Change "box it" to "mark it" throughout these lines and give them all back with nothing else altered. Omit the pictures from your answer.

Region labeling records
====================
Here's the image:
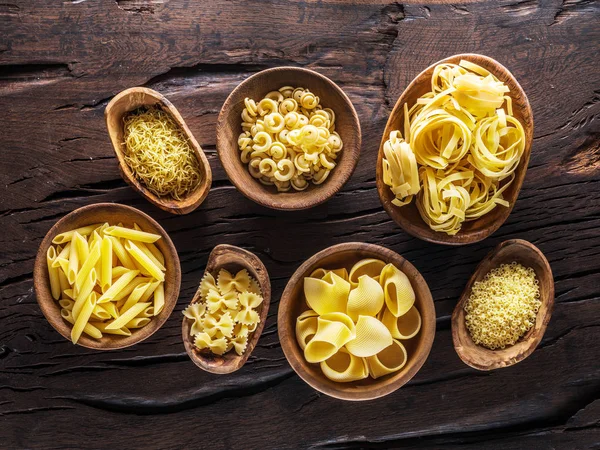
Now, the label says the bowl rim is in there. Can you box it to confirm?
[216,66,362,211]
[277,242,436,401]
[33,202,181,351]
[375,53,534,246]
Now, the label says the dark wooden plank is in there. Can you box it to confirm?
[0,0,600,448]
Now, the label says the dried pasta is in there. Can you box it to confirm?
[238,86,343,192]
[296,259,421,382]
[183,269,263,356]
[47,223,166,344]
[382,60,525,235]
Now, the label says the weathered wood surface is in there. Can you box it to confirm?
[0,0,600,449]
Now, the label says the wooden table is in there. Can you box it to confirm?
[0,0,600,449]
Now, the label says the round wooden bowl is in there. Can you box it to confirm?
[452,239,554,370]
[376,53,533,245]
[33,203,181,350]
[277,242,436,401]
[181,244,271,375]
[104,87,212,214]
[217,67,361,210]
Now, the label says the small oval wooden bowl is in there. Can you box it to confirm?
[452,239,554,370]
[217,67,361,210]
[181,244,271,375]
[33,203,181,350]
[376,53,533,245]
[104,87,212,214]
[277,242,436,401]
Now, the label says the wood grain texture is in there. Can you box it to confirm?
[217,67,361,210]
[452,239,554,370]
[0,0,600,449]
[277,242,436,401]
[104,87,212,214]
[181,244,271,375]
[376,53,533,245]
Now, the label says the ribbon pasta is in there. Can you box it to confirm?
[47,223,166,344]
[183,268,264,355]
[238,86,343,192]
[296,259,421,382]
[382,60,525,236]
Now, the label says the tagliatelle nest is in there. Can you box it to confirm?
[123,107,202,200]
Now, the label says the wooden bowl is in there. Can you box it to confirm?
[452,239,554,370]
[33,203,181,350]
[277,242,436,401]
[181,244,271,374]
[376,53,533,245]
[104,87,212,214]
[217,67,361,210]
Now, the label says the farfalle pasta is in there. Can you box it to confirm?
[296,259,421,382]
[183,269,263,355]
[238,86,343,192]
[382,60,525,235]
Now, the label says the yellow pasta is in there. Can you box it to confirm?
[295,259,421,383]
[183,266,262,355]
[382,60,525,235]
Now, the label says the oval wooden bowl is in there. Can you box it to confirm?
[104,87,212,214]
[181,244,271,374]
[33,203,181,350]
[277,242,436,401]
[452,239,554,370]
[217,67,361,210]
[376,53,533,245]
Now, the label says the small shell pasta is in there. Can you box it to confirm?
[238,86,343,192]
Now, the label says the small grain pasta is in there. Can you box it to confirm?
[238,86,343,192]
[47,223,166,344]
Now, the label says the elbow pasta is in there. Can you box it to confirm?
[238,86,343,192]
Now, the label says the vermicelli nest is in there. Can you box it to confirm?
[123,106,202,200]
[464,262,541,350]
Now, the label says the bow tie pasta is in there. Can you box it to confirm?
[296,259,421,382]
[183,269,263,356]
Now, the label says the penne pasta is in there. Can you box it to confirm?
[46,246,61,300]
[60,309,102,339]
[71,295,96,344]
[98,270,139,304]
[154,283,165,316]
[52,224,100,244]
[75,242,100,290]
[125,317,150,328]
[100,237,113,292]
[105,303,150,330]
[109,236,137,270]
[125,240,165,281]
[104,226,160,243]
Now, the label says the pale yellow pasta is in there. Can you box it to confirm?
[320,348,369,383]
[106,303,150,330]
[100,236,113,292]
[46,246,62,300]
[125,240,165,281]
[104,226,160,243]
[366,339,408,379]
[52,223,101,244]
[71,295,96,344]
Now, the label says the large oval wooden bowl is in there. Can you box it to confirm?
[104,87,212,214]
[217,67,361,210]
[277,242,436,401]
[452,239,554,370]
[181,244,271,375]
[33,203,181,350]
[376,53,533,245]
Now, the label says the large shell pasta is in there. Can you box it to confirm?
[238,86,343,192]
[296,258,421,383]
[47,223,166,344]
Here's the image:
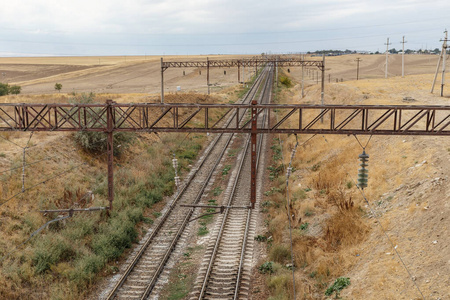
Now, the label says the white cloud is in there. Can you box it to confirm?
[0,0,450,54]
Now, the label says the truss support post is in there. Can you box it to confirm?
[441,30,448,97]
[320,53,325,105]
[250,100,258,209]
[206,57,210,95]
[301,55,305,99]
[238,61,241,83]
[161,57,164,103]
[106,100,114,211]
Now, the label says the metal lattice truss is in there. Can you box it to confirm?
[0,101,450,136]
[161,58,324,71]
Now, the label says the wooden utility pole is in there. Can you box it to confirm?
[401,36,407,78]
[161,57,164,103]
[356,57,361,80]
[431,30,448,97]
[302,55,305,98]
[441,30,448,97]
[206,57,210,95]
[384,38,392,78]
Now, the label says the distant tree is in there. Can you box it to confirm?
[9,85,22,95]
[0,82,9,96]
[55,83,62,92]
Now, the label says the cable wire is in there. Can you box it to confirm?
[322,135,425,300]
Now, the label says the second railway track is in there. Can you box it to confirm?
[101,65,268,299]
[190,64,273,300]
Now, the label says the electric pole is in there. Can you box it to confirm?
[401,36,407,78]
[441,29,448,97]
[431,29,448,97]
[384,38,392,78]
[356,57,361,80]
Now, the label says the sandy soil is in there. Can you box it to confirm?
[0,55,254,94]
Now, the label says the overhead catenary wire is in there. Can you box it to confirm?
[322,135,425,300]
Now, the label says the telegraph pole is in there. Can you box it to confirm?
[206,57,210,95]
[302,55,305,98]
[356,57,361,80]
[384,38,392,78]
[431,29,448,97]
[161,57,164,103]
[441,30,448,97]
[401,36,407,78]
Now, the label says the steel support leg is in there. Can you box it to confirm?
[106,100,114,211]
[250,100,258,209]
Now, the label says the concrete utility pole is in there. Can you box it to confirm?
[356,57,361,80]
[242,60,245,87]
[401,36,407,78]
[384,38,392,78]
[206,57,210,95]
[302,55,305,98]
[441,30,448,97]
[431,29,448,97]
[161,57,164,103]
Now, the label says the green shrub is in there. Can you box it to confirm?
[0,82,22,96]
[269,244,291,264]
[0,82,9,96]
[92,211,138,260]
[258,261,274,274]
[255,234,267,242]
[32,236,76,274]
[325,277,350,299]
[68,254,106,288]
[280,76,292,88]
[300,222,309,230]
[9,85,22,95]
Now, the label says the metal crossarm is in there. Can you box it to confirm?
====================
Answer for this exercise —
Here's the image:
Now, the label says the bowl rim is in there. Can you mark it to confirm?
[216,66,362,211]
[277,242,436,401]
[33,202,181,351]
[375,53,534,246]
Now, the label says the dark wooden plank is in there. Can you mark it to confirm?
[0,0,600,448]
Now, the label says the dried pasta is in there. Can you mark it to confirm?
[238,86,343,192]
[296,259,421,382]
[183,269,263,356]
[47,223,166,344]
[382,60,525,235]
Now, the label says the weathered wood surface is in there. Can you mark it to confirm?
[0,0,600,449]
Now, the label says the wooden table is in there. Can you mark it to confirm?
[0,0,600,449]
Now, the label says the round wooden bowl is in there. Can you mark it to confirm?
[452,239,554,370]
[376,53,533,245]
[33,203,181,350]
[277,242,436,401]
[181,244,271,375]
[104,87,212,214]
[217,67,361,210]
Now, the label says the small oval wooden bowl is in there. Can you mark it to confirm?
[452,239,554,370]
[217,67,361,210]
[181,244,271,375]
[33,203,181,350]
[376,53,533,245]
[104,87,212,214]
[277,242,436,401]
Now, the label says the wood grain texture is in there. Can you mark it to confirm?
[217,67,361,210]
[452,239,554,370]
[0,0,600,449]
[277,242,436,401]
[104,87,212,214]
[181,244,271,375]
[376,53,533,245]
Now, the label says the ribbon pasta is in there. Can you mark it to confirm?
[47,223,166,344]
[183,268,264,355]
[238,86,343,192]
[296,259,421,382]
[382,60,525,236]
Now, the label says the tagliatelle nest is in there. Can you mark it to confirm?
[123,107,202,200]
Now, the label says the wooden bowl is in there. Can you mark it to confirm?
[452,239,554,370]
[33,203,181,350]
[277,242,436,401]
[181,244,271,374]
[376,53,533,245]
[104,87,212,214]
[217,67,361,210]
Now, the label says the farfalle pasta is in there. Can you mark it to confirm?
[296,259,421,382]
[183,269,263,355]
[238,86,343,192]
[382,60,525,235]
Now, the label says the yellow pasta is in there. Can you mark it to confirm?
[295,259,421,383]
[183,266,262,355]
[382,60,525,235]
Now, the label says the oval wooden bowl is in there. Can you mark it to confirm?
[104,87,212,214]
[181,244,271,374]
[33,203,181,350]
[277,242,436,401]
[452,239,554,370]
[217,67,361,210]
[376,53,533,245]
Now, the label says the small shell pasta is in there. Can you mark it to confirm?
[238,86,343,192]
Now, the label says the small grain pasta is in there. Can you mark it to confirm?
[238,86,343,192]
[47,223,166,344]
Now, the label says the elbow pasta is in there. Can you mark it to confirm?
[238,86,343,192]
Now, the label says the vermicelli nest is in there. Can you mark it to confirm?
[123,106,202,200]
[464,262,541,350]
Now, the label says the bow tie pasta is in there. Can you mark it to confirm?
[296,259,421,382]
[183,269,263,356]
Now, the label says the penne pasta is in there. Can you mark it to confirm?
[46,246,61,300]
[60,309,102,339]
[71,295,96,344]
[98,270,139,304]
[154,283,165,316]
[52,224,100,244]
[75,242,100,290]
[125,317,150,328]
[100,237,113,292]
[105,303,150,330]
[109,236,137,270]
[125,240,165,281]
[104,226,160,243]
Now, the label says the pale yellow pasta is in there. Can you mark it to confirm?
[320,348,369,383]
[106,303,150,330]
[100,236,113,292]
[46,246,62,300]
[125,240,165,281]
[104,226,160,243]
[366,339,408,379]
[52,223,101,244]
[71,295,96,344]
Now, the label says the large oval wooden bowl is in there. Can you mark it to confirm?
[104,87,212,214]
[217,67,361,210]
[277,242,436,401]
[452,239,554,370]
[181,244,271,375]
[33,203,181,350]
[376,53,533,245]
Now, the label says the large shell pasta is in there. Can you mark it to confirm?
[238,86,343,192]
[296,258,421,383]
[47,223,166,344]
Here's the image:
Now, the label says the white cloud is in there. Can you mark it to confirm?
[0,0,450,54]
Now, the label says the truss support post is in there. Can you mark it to confirm?
[441,30,448,97]
[320,53,325,105]
[250,100,258,209]
[206,57,210,95]
[301,55,305,99]
[238,61,241,83]
[161,57,164,103]
[106,100,114,211]
Now, the label says the metal lattice truss is in there. Can you mark it to confirm?
[0,101,450,136]
[161,58,324,71]
Now, the label says the wooden utility pole is in there. Can you mark it to confirm?
[401,36,407,78]
[161,57,164,103]
[356,57,361,80]
[431,30,448,97]
[302,55,305,98]
[441,30,448,97]
[206,57,210,95]
[384,38,392,78]
Now, the label says the distant tree is in there. Can you mark it to confirm?
[9,85,22,95]
[0,82,9,96]
[55,83,62,92]
Now, the label says the cable wire is in there. Can you mark it to confirm?
[322,135,425,300]
Now, the label says the second railway track is in there. Can you mark it to confirm?
[101,65,268,299]
[190,64,273,300]
Now, the label says the electric pole is in there. Can you mark it to confirm?
[401,36,407,78]
[441,29,448,97]
[431,29,448,97]
[384,38,392,78]
[356,57,361,80]
Now, the label says the sandy soil is in there. Can you mark it to confirm?
[0,55,254,94]
Now, the label says the overhead catenary wire is in there. Can you mark it to confirm?
[322,135,425,300]
Now, the label says the telegraph pole is in there. Can you mark it to confirm?
[206,57,210,95]
[302,55,305,98]
[356,57,361,80]
[384,38,392,78]
[431,29,448,97]
[161,57,164,103]
[441,30,448,97]
[401,36,407,78]
Now, the label says the steel support leg is in there. Can you mark it to confirm?
[106,100,114,211]
[250,100,258,209]
Now, the label says the concrete utility pole is in there. Can you mark it to confirm?
[356,57,361,80]
[242,60,245,87]
[401,36,407,78]
[384,38,392,78]
[206,57,210,95]
[302,55,305,98]
[441,30,448,97]
[431,29,448,97]
[161,57,164,103]
Now, the label says the green shrub is in there. Can you mark it to confirm?
[0,82,22,96]
[269,244,291,264]
[0,82,9,96]
[92,211,138,260]
[258,261,274,274]
[255,234,267,242]
[32,236,76,274]
[325,277,350,299]
[68,254,106,288]
[280,76,292,88]
[300,222,309,230]
[9,85,22,95]
Now, the label says the metal crossarm is in there. Can you mark it to confirm?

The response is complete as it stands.